> BRIEF
Among these entries, how many lines contain "wheel"? Say the number and nothing else.

Image-backed grounding data:
- - -
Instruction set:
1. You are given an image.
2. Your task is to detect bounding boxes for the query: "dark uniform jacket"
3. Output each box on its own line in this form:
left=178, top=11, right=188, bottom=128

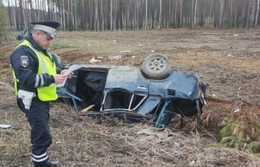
left=10, top=34, right=56, bottom=95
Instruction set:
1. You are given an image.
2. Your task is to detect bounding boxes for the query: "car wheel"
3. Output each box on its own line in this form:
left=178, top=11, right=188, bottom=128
left=142, top=54, right=171, bottom=79
left=51, top=53, right=61, bottom=67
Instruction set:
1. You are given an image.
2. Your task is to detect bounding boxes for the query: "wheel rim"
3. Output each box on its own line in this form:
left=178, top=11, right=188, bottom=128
left=148, top=57, right=165, bottom=72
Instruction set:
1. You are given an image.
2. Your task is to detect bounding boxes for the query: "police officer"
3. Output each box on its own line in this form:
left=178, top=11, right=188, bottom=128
left=10, top=21, right=72, bottom=167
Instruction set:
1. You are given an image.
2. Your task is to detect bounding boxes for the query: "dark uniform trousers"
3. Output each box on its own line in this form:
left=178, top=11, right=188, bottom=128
left=17, top=96, right=52, bottom=163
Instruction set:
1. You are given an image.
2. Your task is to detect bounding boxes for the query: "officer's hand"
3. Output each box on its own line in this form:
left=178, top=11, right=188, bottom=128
left=60, top=69, right=74, bottom=79
left=67, top=72, right=74, bottom=79
left=60, top=69, right=66, bottom=75
left=54, top=74, right=67, bottom=84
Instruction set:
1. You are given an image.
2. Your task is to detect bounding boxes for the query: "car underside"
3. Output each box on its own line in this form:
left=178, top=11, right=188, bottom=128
left=56, top=54, right=210, bottom=128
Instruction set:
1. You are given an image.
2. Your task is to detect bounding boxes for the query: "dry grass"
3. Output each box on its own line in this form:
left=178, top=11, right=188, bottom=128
left=2, top=99, right=260, bottom=167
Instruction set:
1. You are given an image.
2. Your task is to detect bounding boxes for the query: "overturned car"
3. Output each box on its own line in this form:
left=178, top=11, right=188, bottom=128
left=56, top=54, right=210, bottom=128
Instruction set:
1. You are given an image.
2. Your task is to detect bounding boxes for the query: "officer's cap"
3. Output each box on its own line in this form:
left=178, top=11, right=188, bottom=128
left=30, top=21, right=60, bottom=39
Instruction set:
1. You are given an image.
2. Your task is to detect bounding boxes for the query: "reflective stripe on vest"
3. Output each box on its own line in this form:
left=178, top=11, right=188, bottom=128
left=12, top=40, right=58, bottom=101
left=12, top=71, right=19, bottom=95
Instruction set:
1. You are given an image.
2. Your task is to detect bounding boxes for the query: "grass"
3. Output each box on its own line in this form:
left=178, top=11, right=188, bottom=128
left=50, top=43, right=77, bottom=50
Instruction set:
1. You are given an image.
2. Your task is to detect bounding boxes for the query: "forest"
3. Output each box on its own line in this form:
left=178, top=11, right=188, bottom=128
left=2, top=0, right=260, bottom=31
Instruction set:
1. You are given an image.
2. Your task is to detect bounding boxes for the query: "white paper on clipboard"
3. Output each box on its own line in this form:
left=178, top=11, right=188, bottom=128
left=56, top=64, right=84, bottom=87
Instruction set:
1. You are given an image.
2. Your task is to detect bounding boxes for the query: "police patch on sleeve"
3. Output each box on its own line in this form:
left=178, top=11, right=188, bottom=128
left=20, top=55, right=29, bottom=67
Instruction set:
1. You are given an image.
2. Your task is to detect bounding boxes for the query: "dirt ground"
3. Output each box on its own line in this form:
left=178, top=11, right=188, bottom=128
left=1, top=29, right=260, bottom=166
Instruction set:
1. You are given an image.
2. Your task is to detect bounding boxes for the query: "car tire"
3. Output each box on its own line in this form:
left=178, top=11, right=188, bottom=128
left=142, top=54, right=171, bottom=79
left=51, top=53, right=61, bottom=67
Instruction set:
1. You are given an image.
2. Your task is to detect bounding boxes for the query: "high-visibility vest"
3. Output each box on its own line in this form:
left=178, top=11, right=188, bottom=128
left=12, top=40, right=58, bottom=101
- - -
> RESULT OF THE TASK
2